STUDY QUESTIONS:
1) Could you rewrite the part of the film review that opens with the words containing "Keep an eye" and closes with "of them, surely.", putting "compassion fatigue" in place of "empathy fatigue"?
2) Can you carry the film review forward from the point where it stops?
*** EXCERPT Section Begins ***
Keep an eye on the silverware as well, with this one.

dir: Brian Percival

2013

Homework. Some books feel like homework. Some movies feel like homework.

Now, please don’t start interpreting this as veiled or unveiled anti-Semitism: I am not going to launch into Holocaust-denying or Climate Change-denying or arguing that there's empathy fatigue because of the sheer quantity of books and movies about World War II and the Nazis and the Final Solution. It's great, wonderful, we need more of them, surely.

It's just that, well, since high school, where we had to study books like The Diary of Anne Frank and Elie and had to be taken along as a class to see Schindler's List, I just automatically associate World War II - Weren't Those Nazis Total Bastards? narratives to be somewhat obligatory and something tedious. I feel like I'm watching it or reading about it because I have to write a 500 word essay about it to be handed in first thing first period.
*** EXCERPT Section Ends ***
*** GIVEN RECORDS Section Begins ***
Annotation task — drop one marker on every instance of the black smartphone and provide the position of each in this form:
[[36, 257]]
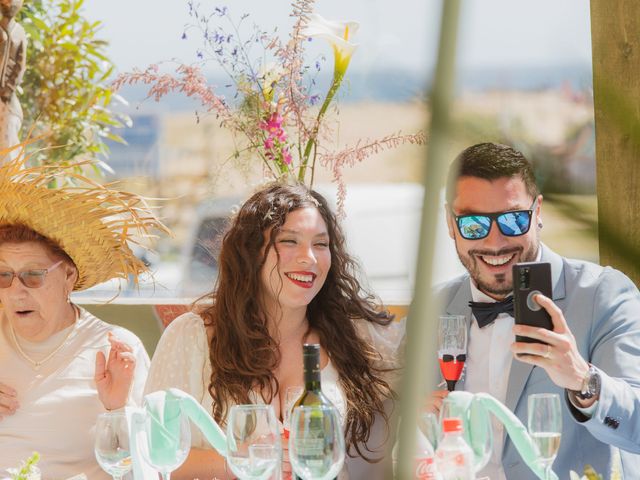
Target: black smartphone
[[529, 279]]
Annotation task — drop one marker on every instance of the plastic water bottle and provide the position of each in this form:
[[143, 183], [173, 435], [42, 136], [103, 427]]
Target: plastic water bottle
[[424, 463], [454, 457]]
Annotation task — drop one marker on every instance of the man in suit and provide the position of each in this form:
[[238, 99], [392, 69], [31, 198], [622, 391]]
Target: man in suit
[[592, 356]]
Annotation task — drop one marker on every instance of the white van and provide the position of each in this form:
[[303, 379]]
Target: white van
[[381, 226]]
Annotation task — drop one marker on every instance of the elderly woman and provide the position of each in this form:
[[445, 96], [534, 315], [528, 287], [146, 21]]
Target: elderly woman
[[59, 365], [285, 280]]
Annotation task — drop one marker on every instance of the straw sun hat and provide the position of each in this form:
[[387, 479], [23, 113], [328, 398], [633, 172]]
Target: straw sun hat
[[92, 223]]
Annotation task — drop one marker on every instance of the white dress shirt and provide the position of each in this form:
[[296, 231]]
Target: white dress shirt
[[488, 364]]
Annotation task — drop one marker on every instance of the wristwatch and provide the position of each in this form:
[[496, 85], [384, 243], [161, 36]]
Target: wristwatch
[[590, 385]]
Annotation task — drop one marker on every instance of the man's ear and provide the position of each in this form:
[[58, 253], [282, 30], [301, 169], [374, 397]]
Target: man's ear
[[538, 212], [450, 222]]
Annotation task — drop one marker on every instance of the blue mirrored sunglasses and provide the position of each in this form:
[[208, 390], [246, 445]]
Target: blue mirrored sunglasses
[[511, 224]]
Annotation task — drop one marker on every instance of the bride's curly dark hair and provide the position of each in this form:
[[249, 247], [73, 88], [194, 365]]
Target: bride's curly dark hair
[[242, 352]]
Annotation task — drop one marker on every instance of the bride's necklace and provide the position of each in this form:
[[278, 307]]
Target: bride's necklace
[[38, 363]]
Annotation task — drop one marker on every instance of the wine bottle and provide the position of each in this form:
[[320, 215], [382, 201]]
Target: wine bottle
[[312, 395]]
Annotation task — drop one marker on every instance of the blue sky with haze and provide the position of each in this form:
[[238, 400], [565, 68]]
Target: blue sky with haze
[[393, 33]]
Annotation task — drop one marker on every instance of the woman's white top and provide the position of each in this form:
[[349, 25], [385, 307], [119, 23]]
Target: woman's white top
[[181, 360], [59, 401]]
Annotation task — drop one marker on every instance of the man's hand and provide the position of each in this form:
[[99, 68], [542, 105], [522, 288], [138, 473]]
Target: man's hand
[[114, 376], [8, 400], [560, 357]]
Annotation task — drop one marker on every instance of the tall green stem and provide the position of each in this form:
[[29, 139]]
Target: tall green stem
[[335, 85], [421, 354]]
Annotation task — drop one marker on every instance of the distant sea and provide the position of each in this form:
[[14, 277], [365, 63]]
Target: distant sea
[[384, 85]]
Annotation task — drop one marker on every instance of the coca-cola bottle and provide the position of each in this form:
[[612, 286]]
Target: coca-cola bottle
[[454, 457], [424, 467]]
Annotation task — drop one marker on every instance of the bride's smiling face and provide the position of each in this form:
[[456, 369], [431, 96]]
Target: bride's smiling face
[[302, 245]]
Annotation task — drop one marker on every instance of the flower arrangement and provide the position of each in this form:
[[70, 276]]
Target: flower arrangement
[[275, 113]]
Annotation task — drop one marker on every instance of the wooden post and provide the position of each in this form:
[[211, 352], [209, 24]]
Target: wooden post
[[615, 38]]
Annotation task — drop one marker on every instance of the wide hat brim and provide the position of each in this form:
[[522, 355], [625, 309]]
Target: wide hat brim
[[93, 224]]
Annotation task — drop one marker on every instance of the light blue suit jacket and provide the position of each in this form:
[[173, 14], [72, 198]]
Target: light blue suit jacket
[[602, 308]]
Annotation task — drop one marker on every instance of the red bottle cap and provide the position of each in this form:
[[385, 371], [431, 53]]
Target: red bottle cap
[[452, 425]]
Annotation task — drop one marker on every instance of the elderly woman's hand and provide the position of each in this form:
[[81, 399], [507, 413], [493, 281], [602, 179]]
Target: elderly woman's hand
*** GIVEN RECORDS Section Ends ***
OUTPUTS BY TASK:
1)
Keep an eye on the silverware as well, with this one.

dir: Brian Percival

2013

Homework. Some books feel like homework. Some movies feel like homework.

Now, please don’t start interpreting this as veiled or unveiled anti-Semitism: I am not going to launch into Holocaust-denying or Climate Change-denying or arguing that there's compassion fatigue because of the sheer quantity of books and movies about World War II and the Nazis and the Final Solution. It's great, wonderful, we need more of them, surely.

2)
But of course, writing a review about it is a completely different prospect! I initially read the book years ago, thinking I would hate it, actively hating it when I started, but I was won over as it went on. There was something about how it was calculatedly put together, and the clumsiness of the narrator as Death, or Death as the narrator, I guess more appropriately, that brought my hackles up. The hackles came down over time as Liesel and her story moved me in appreciable ways.